Task to complete: Return, word for word, only the lines from the one containing "on the patrol" through the last line of the entries.

Point annotation dataset records:

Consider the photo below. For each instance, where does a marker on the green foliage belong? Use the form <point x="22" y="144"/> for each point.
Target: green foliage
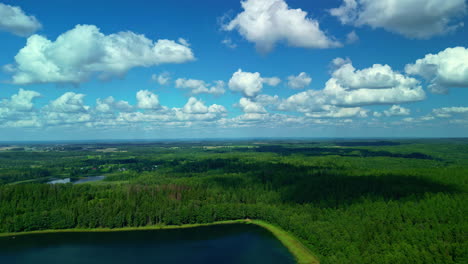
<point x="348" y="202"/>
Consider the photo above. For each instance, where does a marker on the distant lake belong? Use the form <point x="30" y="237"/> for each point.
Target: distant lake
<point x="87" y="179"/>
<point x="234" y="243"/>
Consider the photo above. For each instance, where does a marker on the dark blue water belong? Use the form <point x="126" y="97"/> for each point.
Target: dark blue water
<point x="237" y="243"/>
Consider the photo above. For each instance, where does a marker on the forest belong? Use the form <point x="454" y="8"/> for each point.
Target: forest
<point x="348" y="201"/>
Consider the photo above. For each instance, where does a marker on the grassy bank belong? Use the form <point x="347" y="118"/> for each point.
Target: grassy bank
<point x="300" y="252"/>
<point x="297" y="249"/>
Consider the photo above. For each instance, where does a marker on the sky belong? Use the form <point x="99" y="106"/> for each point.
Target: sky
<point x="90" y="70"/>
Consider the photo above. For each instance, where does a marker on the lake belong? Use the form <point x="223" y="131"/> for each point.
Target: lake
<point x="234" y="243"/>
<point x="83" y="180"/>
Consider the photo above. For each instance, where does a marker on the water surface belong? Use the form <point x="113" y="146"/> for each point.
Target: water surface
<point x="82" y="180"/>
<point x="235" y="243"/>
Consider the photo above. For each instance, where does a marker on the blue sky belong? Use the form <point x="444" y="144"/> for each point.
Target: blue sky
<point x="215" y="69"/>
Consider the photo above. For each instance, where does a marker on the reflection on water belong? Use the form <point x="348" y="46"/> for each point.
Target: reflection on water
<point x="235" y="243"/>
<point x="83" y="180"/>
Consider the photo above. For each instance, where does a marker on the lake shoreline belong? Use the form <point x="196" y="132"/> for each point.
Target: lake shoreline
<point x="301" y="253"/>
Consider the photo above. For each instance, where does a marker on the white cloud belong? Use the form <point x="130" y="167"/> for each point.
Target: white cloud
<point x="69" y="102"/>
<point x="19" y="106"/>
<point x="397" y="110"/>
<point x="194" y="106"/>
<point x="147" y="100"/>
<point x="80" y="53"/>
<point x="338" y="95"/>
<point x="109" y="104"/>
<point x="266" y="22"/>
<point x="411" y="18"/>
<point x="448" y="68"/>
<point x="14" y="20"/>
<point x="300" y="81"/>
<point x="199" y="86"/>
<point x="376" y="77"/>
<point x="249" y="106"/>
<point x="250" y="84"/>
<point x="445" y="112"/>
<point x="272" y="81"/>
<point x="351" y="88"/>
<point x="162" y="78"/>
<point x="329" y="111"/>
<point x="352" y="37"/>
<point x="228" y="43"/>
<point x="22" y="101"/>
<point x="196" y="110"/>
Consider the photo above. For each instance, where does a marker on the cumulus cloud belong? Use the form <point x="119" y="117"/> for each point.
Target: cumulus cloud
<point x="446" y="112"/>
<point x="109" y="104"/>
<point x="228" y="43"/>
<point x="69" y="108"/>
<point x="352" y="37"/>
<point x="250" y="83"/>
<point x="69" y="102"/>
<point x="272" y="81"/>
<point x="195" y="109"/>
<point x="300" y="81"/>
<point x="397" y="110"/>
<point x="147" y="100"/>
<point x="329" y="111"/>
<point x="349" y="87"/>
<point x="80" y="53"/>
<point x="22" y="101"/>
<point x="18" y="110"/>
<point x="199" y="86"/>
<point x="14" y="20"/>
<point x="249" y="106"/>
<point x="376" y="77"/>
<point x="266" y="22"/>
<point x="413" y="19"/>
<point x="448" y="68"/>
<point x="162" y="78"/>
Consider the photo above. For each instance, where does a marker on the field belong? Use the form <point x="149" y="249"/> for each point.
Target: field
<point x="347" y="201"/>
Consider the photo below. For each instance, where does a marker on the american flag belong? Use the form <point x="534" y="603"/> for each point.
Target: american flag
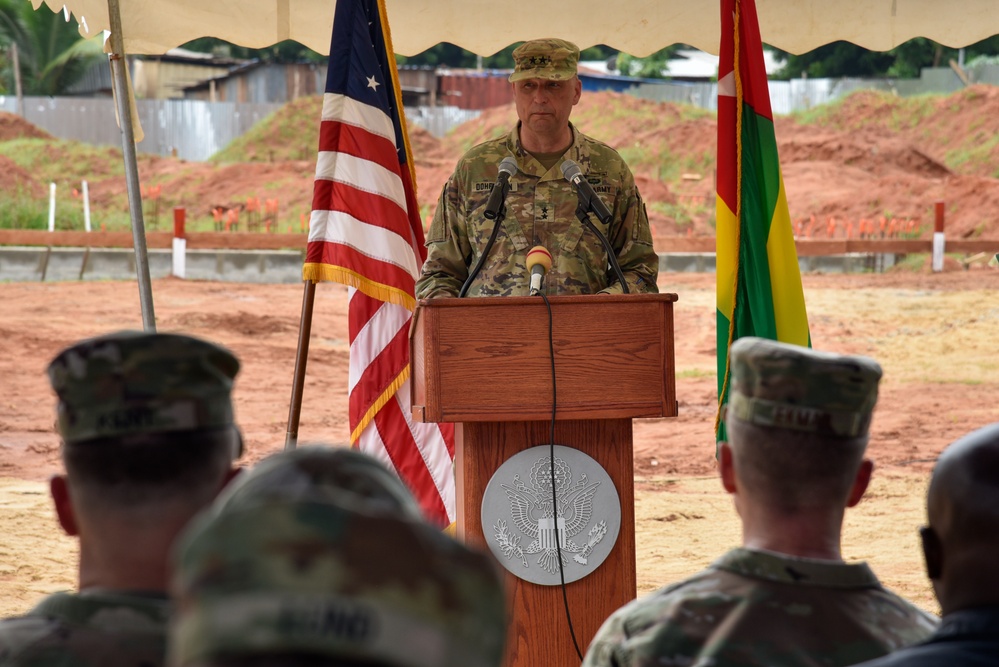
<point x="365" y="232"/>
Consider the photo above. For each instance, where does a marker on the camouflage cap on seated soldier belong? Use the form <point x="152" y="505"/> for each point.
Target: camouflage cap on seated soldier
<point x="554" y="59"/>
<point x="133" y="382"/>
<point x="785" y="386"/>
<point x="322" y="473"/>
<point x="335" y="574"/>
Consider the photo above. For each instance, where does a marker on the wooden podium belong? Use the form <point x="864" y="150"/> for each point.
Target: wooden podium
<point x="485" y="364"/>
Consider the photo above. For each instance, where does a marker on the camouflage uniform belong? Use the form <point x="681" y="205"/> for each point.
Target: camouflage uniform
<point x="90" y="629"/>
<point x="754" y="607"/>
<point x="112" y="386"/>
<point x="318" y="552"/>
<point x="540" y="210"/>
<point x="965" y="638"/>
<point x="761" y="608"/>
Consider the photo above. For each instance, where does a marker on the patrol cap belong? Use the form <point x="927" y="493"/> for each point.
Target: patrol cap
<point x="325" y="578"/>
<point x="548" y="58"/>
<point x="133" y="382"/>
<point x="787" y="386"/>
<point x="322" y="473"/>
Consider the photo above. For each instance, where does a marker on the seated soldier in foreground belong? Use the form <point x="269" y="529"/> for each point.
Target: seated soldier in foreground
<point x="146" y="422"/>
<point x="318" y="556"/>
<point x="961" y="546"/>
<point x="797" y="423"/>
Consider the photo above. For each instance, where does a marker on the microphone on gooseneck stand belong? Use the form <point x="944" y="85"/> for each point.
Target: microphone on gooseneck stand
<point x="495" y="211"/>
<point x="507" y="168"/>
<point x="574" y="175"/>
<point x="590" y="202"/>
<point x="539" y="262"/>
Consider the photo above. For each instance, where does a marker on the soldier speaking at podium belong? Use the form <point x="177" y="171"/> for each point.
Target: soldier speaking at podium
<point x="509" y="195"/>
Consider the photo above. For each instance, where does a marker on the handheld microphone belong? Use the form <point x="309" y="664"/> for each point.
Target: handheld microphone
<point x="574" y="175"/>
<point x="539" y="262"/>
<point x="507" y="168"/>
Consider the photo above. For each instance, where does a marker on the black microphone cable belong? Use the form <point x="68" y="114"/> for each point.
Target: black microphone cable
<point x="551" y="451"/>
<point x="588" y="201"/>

Response to this task:
Consider the photo above. For each instance, where does a marker on the patrol cap belong? Use the form <point x="927" y="493"/> for each point.
Target: patrol cap
<point x="325" y="578"/>
<point x="548" y="58"/>
<point x="133" y="382"/>
<point x="787" y="386"/>
<point x="322" y="473"/>
Consider the photo above. For each instance, where does a marker on the seated soldier in foreground belong? Use the form <point x="269" y="529"/> for each point.
Target: seated soldier in foreground
<point x="146" y="422"/>
<point x="318" y="556"/>
<point x="961" y="546"/>
<point x="797" y="423"/>
Consider the photo above. For each instance, where does a marker on the microphone on gooseneck stand belong? Use the form <point x="944" y="85"/> for each point.
Target: microphone on gooseneck stand
<point x="495" y="211"/>
<point x="507" y="168"/>
<point x="574" y="175"/>
<point x="590" y="202"/>
<point x="539" y="262"/>
Consider the photo above. For each instance, where does a marker on the soldier speaking at podium belong? Use the form <point x="177" y="171"/> for each point.
Target: soldier speaking at podium
<point x="509" y="195"/>
Consider the photo above. For each instance, where does a marker on the handheld microphone belong? Use the form <point x="309" y="664"/> for each point.
Target: handheld microphone
<point x="574" y="175"/>
<point x="539" y="262"/>
<point x="507" y="168"/>
Consider the photo above. For each instance, where does a marker on the black microphone cable belong? Use the form <point x="68" y="114"/> for each point.
Target: black microphone cable
<point x="551" y="451"/>
<point x="588" y="201"/>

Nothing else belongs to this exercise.